» Task description
Exactly as given, transcribe each entry that follows.

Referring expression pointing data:
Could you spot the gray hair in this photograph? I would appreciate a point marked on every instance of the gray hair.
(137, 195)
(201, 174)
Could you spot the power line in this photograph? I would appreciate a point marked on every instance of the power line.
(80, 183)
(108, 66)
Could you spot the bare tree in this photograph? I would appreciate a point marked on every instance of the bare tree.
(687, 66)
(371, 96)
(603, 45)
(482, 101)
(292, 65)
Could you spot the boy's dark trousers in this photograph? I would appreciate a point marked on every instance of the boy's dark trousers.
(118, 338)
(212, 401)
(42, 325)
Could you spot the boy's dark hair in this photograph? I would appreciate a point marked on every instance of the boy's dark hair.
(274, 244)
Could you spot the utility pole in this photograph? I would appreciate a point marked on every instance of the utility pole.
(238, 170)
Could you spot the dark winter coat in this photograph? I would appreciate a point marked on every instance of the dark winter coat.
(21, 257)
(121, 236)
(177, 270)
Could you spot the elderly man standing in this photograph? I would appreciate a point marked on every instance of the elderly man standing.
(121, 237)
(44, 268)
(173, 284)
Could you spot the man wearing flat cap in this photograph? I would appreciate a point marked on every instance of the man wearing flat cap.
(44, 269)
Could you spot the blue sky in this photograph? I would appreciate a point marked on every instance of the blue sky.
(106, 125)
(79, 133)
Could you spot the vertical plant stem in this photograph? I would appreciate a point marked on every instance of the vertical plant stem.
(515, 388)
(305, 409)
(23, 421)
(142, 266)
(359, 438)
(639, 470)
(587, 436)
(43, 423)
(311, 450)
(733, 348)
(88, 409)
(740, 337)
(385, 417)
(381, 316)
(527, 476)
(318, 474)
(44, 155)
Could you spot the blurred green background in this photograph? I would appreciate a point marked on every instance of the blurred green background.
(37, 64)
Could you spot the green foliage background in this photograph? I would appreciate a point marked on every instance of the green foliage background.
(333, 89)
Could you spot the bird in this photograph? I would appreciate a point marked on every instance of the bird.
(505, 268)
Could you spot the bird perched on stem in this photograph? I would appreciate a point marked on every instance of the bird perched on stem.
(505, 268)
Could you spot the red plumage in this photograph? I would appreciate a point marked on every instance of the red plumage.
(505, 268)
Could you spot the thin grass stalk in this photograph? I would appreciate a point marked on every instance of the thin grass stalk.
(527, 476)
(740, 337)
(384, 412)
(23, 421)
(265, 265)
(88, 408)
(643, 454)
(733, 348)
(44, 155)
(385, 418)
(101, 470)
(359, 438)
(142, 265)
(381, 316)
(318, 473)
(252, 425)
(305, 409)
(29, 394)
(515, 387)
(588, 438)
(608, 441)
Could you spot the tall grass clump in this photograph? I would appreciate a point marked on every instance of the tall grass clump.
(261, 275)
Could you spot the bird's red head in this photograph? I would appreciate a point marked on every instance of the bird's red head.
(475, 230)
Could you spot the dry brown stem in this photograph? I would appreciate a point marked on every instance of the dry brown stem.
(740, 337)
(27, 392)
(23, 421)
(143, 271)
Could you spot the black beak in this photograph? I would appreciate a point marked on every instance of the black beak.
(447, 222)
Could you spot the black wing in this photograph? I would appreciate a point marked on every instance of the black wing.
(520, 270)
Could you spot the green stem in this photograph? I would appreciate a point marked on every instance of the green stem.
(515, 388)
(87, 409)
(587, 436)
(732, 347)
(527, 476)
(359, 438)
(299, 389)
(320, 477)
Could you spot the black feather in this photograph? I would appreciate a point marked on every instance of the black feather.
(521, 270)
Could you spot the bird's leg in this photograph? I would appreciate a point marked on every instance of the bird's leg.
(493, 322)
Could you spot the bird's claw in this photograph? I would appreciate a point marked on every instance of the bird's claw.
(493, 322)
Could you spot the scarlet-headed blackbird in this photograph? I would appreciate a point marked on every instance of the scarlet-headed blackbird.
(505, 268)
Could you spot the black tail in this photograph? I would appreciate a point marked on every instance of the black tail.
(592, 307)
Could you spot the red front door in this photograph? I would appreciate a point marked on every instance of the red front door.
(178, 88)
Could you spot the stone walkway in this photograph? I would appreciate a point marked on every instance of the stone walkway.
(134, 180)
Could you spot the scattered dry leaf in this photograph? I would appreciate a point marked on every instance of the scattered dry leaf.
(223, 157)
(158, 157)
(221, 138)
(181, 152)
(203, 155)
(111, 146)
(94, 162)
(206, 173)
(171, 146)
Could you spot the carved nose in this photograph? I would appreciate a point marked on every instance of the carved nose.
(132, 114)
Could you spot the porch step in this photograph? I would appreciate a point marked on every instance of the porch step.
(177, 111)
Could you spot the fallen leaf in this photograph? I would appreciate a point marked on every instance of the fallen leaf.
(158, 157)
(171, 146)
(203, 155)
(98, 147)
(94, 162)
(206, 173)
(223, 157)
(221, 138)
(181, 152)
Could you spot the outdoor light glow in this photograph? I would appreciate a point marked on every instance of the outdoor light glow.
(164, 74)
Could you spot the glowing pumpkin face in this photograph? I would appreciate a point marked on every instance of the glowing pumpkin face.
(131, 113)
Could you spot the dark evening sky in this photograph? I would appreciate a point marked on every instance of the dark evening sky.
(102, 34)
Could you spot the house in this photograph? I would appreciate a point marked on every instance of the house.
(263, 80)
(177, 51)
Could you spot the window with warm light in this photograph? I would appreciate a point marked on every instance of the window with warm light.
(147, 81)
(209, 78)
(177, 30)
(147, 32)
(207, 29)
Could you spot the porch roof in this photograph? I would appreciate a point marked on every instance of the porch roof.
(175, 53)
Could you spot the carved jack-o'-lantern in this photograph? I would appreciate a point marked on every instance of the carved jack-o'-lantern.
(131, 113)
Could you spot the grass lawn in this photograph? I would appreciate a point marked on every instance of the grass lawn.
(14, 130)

» Response to this task
Could you spot the gray hair in this photograph? I would appreciate a point marked on every instance of the gray hair.
(137, 195)
(201, 174)
Could you spot the power line in this photograph? I would appreciate a point marked on every instance of the power line.
(80, 183)
(108, 66)
Could you spot the bare tree in this photograph? I would appreciate a point marked on every instance of the bare tree.
(687, 66)
(371, 96)
(603, 45)
(482, 101)
(292, 65)
Could you spot the boy's dark trousers in this photograph? I would appreciate a point marked on every instance of the boy's dark trousers.
(118, 338)
(212, 401)
(42, 325)
Could you spot the boy's dark hair in this photograph? I would appreciate a point marked on every instance of the boy's dark hair.
(274, 244)
Could you spot the utility pole in this photograph? I would appreciate a point marked on every instance of the utility pole.
(238, 170)
Could you spot the dark winter coat in this photograph? I would appreciate a point marked on every instance of the dark winter coat.
(21, 257)
(121, 236)
(177, 270)
Could you spot the elderly man standing in this photograph? I would appreciate a point marked on every instance of the elderly man standing.
(121, 237)
(44, 268)
(173, 284)
Could you spot the man wearing flat cap in this photograph? I would appreciate a point marked on every instance of the man wearing flat cap.
(44, 269)
Could you spot the blue sky in this photograph? I would appreciate a point marked on every instance of the blue sky.
(106, 125)
(79, 133)
Could you spot the vertical plant stem in this photograph? I would appreciate a point marked on every instance of the vertical plant stem.
(515, 388)
(305, 409)
(23, 421)
(142, 266)
(359, 438)
(639, 470)
(587, 436)
(43, 423)
(311, 450)
(733, 348)
(88, 409)
(740, 337)
(385, 417)
(381, 316)
(527, 476)
(318, 474)
(44, 155)
Could you spot the blurred green background in this photograph? I would appreciate a point marked on every instance of the blurred green background.
(37, 64)
Could you spot the green foliage background in this photograph? I would appreciate a point marked on every instance of the green foliage background.
(333, 89)
Could you spot the bird in this photograph? I would appreciate a point marked on every instance of the bird.
(505, 268)
Could you spot the bird perched on stem in this photograph? I would appreciate a point marked on every instance of the bird perched on stem.
(505, 268)
Could you spot the red plumage in this photograph? I would appreciate a point marked on every instance of the red plumage.
(505, 268)
Could you spot the thin grass stalk in this photograph? I would appreciate a point marked on every instance of the thin grass stalk.
(527, 476)
(740, 337)
(384, 412)
(23, 421)
(265, 265)
(88, 408)
(643, 454)
(733, 348)
(44, 155)
(385, 418)
(101, 470)
(359, 438)
(142, 265)
(381, 316)
(318, 473)
(252, 425)
(305, 409)
(29, 394)
(515, 387)
(588, 438)
(608, 441)
Could you spot the tall grass clump in this photograph? I would appreciate a point marked on every instance of the tall grass clump.
(261, 275)
Could you spot the bird's red head in this photograph? I would appreciate a point marked on every instance of the bird's red head.
(475, 230)
Could you spot the dry brown stem in this photograph? I would appreciate a point marked on every instance of the dry brown stem.
(740, 337)
(27, 392)
(23, 421)
(143, 271)
Could you spot the black beak in this photograph? I would appreciate a point marked on every instance of the black beak.
(447, 222)
Could you spot the black wing in this photograph? I would appreciate a point marked on every instance of the black wing.
(520, 270)
Could you spot the green stem in this photograph? I would appreciate a point marked on every instance of the green stem.
(515, 388)
(87, 409)
(587, 436)
(732, 347)
(527, 476)
(359, 438)
(299, 389)
(320, 477)
Could you spot the black feather in this photograph? I would appreciate a point marked on every instance of the black feather.
(521, 270)
Could you spot the bird's leg in this photograph? I would appreciate a point marked on every instance of the bird's leg.
(493, 322)
Could you spot the bird's claw in this photograph? I would appreciate a point marked on every instance of the bird's claw.
(493, 322)
Could you spot the scarlet-headed blackbird in this photograph? I would appreciate a point marked on every instance of the scarlet-headed blackbird.
(505, 268)
Could you spot the black tail in this photograph? I would appreciate a point marked on every instance of the black tail.
(592, 307)
Could you spot the red front door in this photograph? I would appreciate a point marked on every instance of the red front door.
(178, 88)
Could you spot the stone walkway in this photograph? I would appreciate a point marked on every instance of the stone walkway.
(134, 180)
Could you spot the scattered dry leaf in this photograph? I would appreciate a point marked on every instance of the scattered dry leaf.
(223, 157)
(158, 157)
(221, 138)
(181, 152)
(203, 155)
(111, 146)
(94, 162)
(206, 173)
(171, 146)
Could you spot the carved nose in this photograph? I would appreciate a point marked on every instance of the carved nose.
(132, 114)
Could you spot the porch step in this photograph? I would appreciate a point marked on every instance of the porch step.
(177, 111)
Could you spot the fallen leaf in this photograph? I would appreciate a point marked on every instance of the fallen leaf.
(158, 157)
(171, 146)
(203, 155)
(98, 147)
(94, 162)
(206, 173)
(223, 157)
(221, 138)
(181, 152)
Could you spot the outdoor light glow in this photograph? I would appreciate a point marked on every instance of the outdoor light glow.
(164, 74)
Could you spot the glowing pumpkin face in this photograph? I would appreciate a point marked on every instance of the glowing pumpkin face.
(131, 113)
Could you spot the dark evening sky in this photograph? I would appreciate a point marked on every instance of the dark evening sky.
(102, 34)
Could you spot the house in this photograph? I would appreciate a point marked on every instance of the house.
(263, 80)
(177, 51)
Could you spot the window with warm light in this photograph? I would appreciate a point marked on every instance of the window with warm light.
(147, 81)
(209, 78)
(177, 30)
(147, 32)
(207, 29)
Could you spot the porch roof in this photograph? I would appreciate a point marked on every instance of the porch roof.
(175, 53)
Could you spot the carved jack-o'-lantern in this photograph? I would appreciate a point marked on every instance of the carved jack-o'-lantern.
(131, 113)
Could you spot the grass lawn in this photograph? I would appreciate a point marked on every instance of the grass lawn.
(14, 130)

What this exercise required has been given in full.